#### [FRAGMENTO DE LA PÁGINA]
PUBLICADO EL DOMINGO 19 DE AGOSTO DE 2012 EN LA VERDAD

C. se operó de la vista hace años para poder ver bien a las payicas en el agua. C. estaba harto: era quitarse las gafas para darse un chapuzón y oír “¡Tío, jamba a las seis!”, pero C. se volvía y sólo veía un bulto que lo mismo podía ser Scarlett Johansson que Carmen de Mairena. A C. tuvieron que operarle dos veces: la primera para corregirle la miopía, la segunda para sacarle una teta del ojo derecho. Pero ahora C. se pone con el móvil en la playa y le da igual que pase por su lado una buenorra o que a su crío lo ataque un kraken: no despega los ojos operados de la pantalla.

C. no es el único: “Me largo unos días, que necesito desconectar”, digo. Y meto en la maleta el iPhone, el iPad, el pincho de Vodafone y el portátil, que parece el set de telecomunicaciones de la Srta. Pepis. Y me voy al Himalaya a meditar y a reencontrarme con la Madre Naturaleza, y si no tengo conexión para tuitear una foto subida a un yak me cago en la Madre Naturaleza y en la que parió a los sherpas. Todavía no me explico cómo podíamos cruzar España (¡o el extranjero, mon Dieu!) sin móvil, sin navegador, perdidos en medio de ninguna parte con un plano desplegado sobre el salpicadero, y yo “Vamos a preguntarle a alguien”, y él “Que no, que sé donde estoy”, con esa afición que tienen los hombres a perderse y a no preguntar. Sin facebookear cada piedra que vemos, que parece que estamos en plantilla del National Geographic. Sin fotografiar mariscadas, síntoma de que uno no come suficiente centollo a lo largo del año. Sin estar viendo Santo Domingo de Silos mientras llegan correos de Peláez, que dónde está el informe, chata, que no lo encuentro.

Así que el año que viene me marco un viaje vintage y me dejo el móvil encima del poyo hornilla. Lo haré por prescripción facultativa: me lo ha recetado el oculista después de sacarme un tuit del ojo izquierdo.

#### [TUS TAREAS]
A - Según la columna, ¿cuántas veces tuvieron que operar a C. de la vista?
B - Reescribe el pasaje de la columna que empieza con "Así que el año" y termina con "del ojo izquierdo.", y cambia "oculista" por "oftalmólogo".
C - Indica si cada afirmación coincide con la columna y cita las palabras que lo deciden: (i) la columna se publicó un sábado; (ii) en la maleta va el portátil; (iii) el oculista recetó dejar el móvil.
Estos registros provienen de una fuente distinta a la de la columna.

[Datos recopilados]

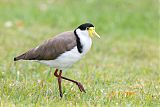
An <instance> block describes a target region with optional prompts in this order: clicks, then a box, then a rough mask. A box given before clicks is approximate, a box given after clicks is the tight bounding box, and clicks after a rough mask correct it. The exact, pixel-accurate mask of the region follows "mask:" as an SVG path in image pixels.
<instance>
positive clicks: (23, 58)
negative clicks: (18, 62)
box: [14, 54, 25, 61]
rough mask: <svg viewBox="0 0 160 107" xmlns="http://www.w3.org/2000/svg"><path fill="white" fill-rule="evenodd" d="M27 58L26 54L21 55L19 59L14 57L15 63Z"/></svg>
mask: <svg viewBox="0 0 160 107" xmlns="http://www.w3.org/2000/svg"><path fill="white" fill-rule="evenodd" d="M24 58H25V54H22V55H19V56H17V57H14V61H18V60H22V59H24Z"/></svg>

#### [SOLUCIONES POR TAREA]
A - Dos veces.

B -
Así que el año que viene me marco un viaje vintage y me dejo el móvil encima del poyo hornilla. Lo haré por prescripción facultativa: me lo ha recetado el oftalmólogo después de sacarme un tuit del ojo izquierdo.

C -
(i) No: "PUBLICADO EL DOMINGO 19 DE AGOSTO DE 2012".
(ii) Sí: "meto en la maleta el iPhone, el iPad, el pincho de Vodafone y el portátil".
(iii) Sí: "me lo ha recetado el oculista".